### WHAT NEEDS TO BE DONE
Each line below should be repeated exactly as written, with no pictures carried over.

• • •

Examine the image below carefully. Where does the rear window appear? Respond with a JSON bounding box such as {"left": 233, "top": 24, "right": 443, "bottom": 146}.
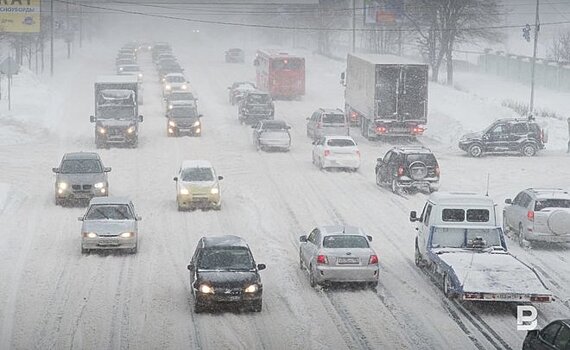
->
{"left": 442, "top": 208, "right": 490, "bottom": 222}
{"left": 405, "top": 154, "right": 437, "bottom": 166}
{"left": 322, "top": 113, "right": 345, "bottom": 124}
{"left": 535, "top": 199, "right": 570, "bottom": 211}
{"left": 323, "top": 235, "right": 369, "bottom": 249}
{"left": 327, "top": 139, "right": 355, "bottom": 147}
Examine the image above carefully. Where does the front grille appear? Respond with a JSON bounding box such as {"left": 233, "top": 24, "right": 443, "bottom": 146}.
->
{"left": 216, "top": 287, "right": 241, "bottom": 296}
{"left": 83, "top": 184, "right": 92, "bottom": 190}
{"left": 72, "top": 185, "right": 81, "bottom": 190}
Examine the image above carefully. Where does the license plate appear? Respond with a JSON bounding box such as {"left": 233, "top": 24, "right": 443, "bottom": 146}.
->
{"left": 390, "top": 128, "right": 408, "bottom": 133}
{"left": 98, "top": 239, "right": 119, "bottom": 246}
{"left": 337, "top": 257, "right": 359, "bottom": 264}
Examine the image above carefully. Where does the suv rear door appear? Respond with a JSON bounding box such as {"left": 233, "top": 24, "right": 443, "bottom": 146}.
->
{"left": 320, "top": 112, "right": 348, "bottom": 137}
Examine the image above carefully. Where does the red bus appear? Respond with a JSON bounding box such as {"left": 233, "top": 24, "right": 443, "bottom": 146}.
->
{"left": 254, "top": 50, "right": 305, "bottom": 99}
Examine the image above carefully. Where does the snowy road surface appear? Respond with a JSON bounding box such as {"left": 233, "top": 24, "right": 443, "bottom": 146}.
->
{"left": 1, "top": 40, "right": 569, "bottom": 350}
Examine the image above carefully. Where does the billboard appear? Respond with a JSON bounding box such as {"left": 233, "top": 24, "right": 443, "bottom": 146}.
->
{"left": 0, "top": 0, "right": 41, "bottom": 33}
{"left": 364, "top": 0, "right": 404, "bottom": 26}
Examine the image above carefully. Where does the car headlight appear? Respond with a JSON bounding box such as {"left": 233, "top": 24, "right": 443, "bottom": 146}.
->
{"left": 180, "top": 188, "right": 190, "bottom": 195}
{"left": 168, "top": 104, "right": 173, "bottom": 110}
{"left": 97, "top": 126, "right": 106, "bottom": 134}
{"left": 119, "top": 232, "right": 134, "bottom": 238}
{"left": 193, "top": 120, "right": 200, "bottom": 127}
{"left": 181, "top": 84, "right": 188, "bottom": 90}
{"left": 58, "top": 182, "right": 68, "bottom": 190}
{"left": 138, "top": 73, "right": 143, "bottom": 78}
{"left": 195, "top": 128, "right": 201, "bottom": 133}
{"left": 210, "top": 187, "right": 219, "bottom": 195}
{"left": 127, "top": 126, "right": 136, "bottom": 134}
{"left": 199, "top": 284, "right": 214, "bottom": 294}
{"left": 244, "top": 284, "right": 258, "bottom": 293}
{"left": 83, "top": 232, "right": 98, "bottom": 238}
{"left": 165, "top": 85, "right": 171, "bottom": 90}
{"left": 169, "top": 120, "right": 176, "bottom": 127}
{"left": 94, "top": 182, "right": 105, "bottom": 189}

• • •

### EXERCISE RESULT
Examine the image below carefully. Where does the rear window appear? Respond with a JSON bounding box such as {"left": 233, "top": 24, "right": 443, "bottom": 146}.
->
{"left": 442, "top": 208, "right": 490, "bottom": 222}
{"left": 405, "top": 154, "right": 437, "bottom": 166}
{"left": 322, "top": 113, "right": 345, "bottom": 124}
{"left": 535, "top": 199, "right": 570, "bottom": 211}
{"left": 323, "top": 235, "right": 369, "bottom": 249}
{"left": 327, "top": 139, "right": 355, "bottom": 147}
Examine the image above carefully. Where does the front grille appear? Respond with a JSON bounding box such as {"left": 233, "top": 24, "right": 443, "bottom": 146}.
->
{"left": 216, "top": 287, "right": 241, "bottom": 296}
{"left": 83, "top": 184, "right": 92, "bottom": 190}
{"left": 72, "top": 185, "right": 81, "bottom": 190}
Examine the image above carefully. Where does the license plate appear? Respond with a JSON bounding box such as {"left": 233, "top": 24, "right": 443, "bottom": 146}.
->
{"left": 390, "top": 128, "right": 408, "bottom": 133}
{"left": 98, "top": 239, "right": 119, "bottom": 246}
{"left": 337, "top": 257, "right": 359, "bottom": 264}
Examine the image above carefully. Where does the suv rear door appear? Respond with a JSON bounding box such as {"left": 233, "top": 24, "right": 443, "bottom": 146}.
->
{"left": 320, "top": 112, "right": 348, "bottom": 137}
Examine the image above carefully. Where does the red bus appear? Respond with a JSON bounding box such as {"left": 233, "top": 24, "right": 443, "bottom": 146}.
->
{"left": 254, "top": 50, "right": 305, "bottom": 99}
Examine the image above carefully. Where does the snowy road surface appear? Respond with a JSON bounding box such as {"left": 233, "top": 24, "right": 443, "bottom": 146}.
->
{"left": 1, "top": 40, "right": 569, "bottom": 350}
Examine the image above carefully. Where does the billboard appear? Respond with a JSON bounding box such as {"left": 233, "top": 24, "right": 443, "bottom": 146}.
->
{"left": 0, "top": 0, "right": 41, "bottom": 33}
{"left": 364, "top": 0, "right": 404, "bottom": 26}
Examine the image above carefully. Where does the car headlight appear? Respond with a JSON bounding box such as {"left": 233, "top": 24, "right": 443, "bottom": 146}.
->
{"left": 180, "top": 188, "right": 190, "bottom": 195}
{"left": 168, "top": 104, "right": 173, "bottom": 110}
{"left": 97, "top": 126, "right": 106, "bottom": 134}
{"left": 119, "top": 232, "right": 134, "bottom": 238}
{"left": 193, "top": 120, "right": 200, "bottom": 127}
{"left": 181, "top": 84, "right": 188, "bottom": 90}
{"left": 58, "top": 182, "right": 68, "bottom": 190}
{"left": 138, "top": 73, "right": 143, "bottom": 78}
{"left": 195, "top": 128, "right": 201, "bottom": 133}
{"left": 210, "top": 187, "right": 219, "bottom": 195}
{"left": 127, "top": 126, "right": 136, "bottom": 134}
{"left": 199, "top": 284, "right": 214, "bottom": 294}
{"left": 244, "top": 284, "right": 258, "bottom": 293}
{"left": 83, "top": 232, "right": 98, "bottom": 238}
{"left": 165, "top": 85, "right": 171, "bottom": 90}
{"left": 169, "top": 120, "right": 176, "bottom": 127}
{"left": 94, "top": 182, "right": 105, "bottom": 189}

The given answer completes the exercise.